Segment Start: TEXT
[iDC] shelf life

Adrianne Wortzel sphinx at camouflagetown.tv
Sun Nov 18 18:57:18 UTC 2007

>  Euripides remains interpretable today because the 'code' it is 
>written in (whether the
>original or a translation) is open to humans to read. In the case of digital
>media (which is only one type of media that a media artist might choose to
>work with) the code is written to be read by a machine.

Hi All

I think the key word here is "language" and I am not sure we should 
make a distinction between human and machine-read language, Language 
can be considered such as spoken, written , coded, or it can take the 
form of electronic and/or mechanical parts of anything that moves 
where the parts "speak" to each other.  We don't know what 
"language" w

ill be in the future...   it may not be biological, it may not be 
mechanical, it may not even be electronic.  We can struggle to create 
our work so it's capable of being divided into its tiniest elements 
in order to be more easily reconstituted at a later date in light of 
new developments, but its a dilemma.  Most artists are too busy to 
deal with archival issues as a separate issue from their work, and 
perhaps very few archivists have an understanding of how important 
all this work is to the culture.  In fact,  there is another factor - 
resonance --- most of the work being produced now which unfortunately 
cannot be fathomed by the culture at large might have more of a 
resonant effect  in the next 10-20 years. Some things are not 
appreciated till they acquire patina.
Segment End: TEXT
▶ **ACTIONS TO TAKE**:
[1] According to the shelf life post, within what span of time might work being produced now have more of a resonant effect?
[2] Print the part of the shelf life post between "[iDC] shelf life" and "by a machine.", inclusive.
[3] Translate this sentence from the shelf life post into Spanish: "Some things are not appreciated till they acquire patina."
The listing that comes next is drawn from a separate source, unrelated to the shelf life post.
Segment Start: DATA PROVIDED
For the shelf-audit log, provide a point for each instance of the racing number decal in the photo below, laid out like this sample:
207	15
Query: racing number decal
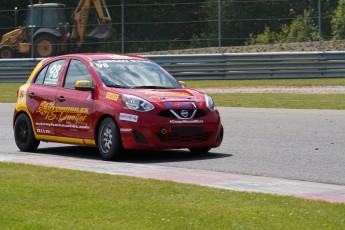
Segment End: DATA PROVIDED
▶ **EXPECTED OUTPUTS**:
[1] In the next 10-20 years.

[2]
[iDC] shelf life

Adrianne Wortzel sphinx at camouflagetown.tv
Sun Nov 18 18:57:18 UTC 2007

>  Euripides remains interpretable today because the 'code' it is 
>written in (whether the
>original or a translation) is open to humans to read. In the case of digital
>media (which is only one type of media that a media artist might choose to
>work with) the code is written to be read by a machine.

[3] Algunas cosas no se aprecian hasta que adquieren pátina.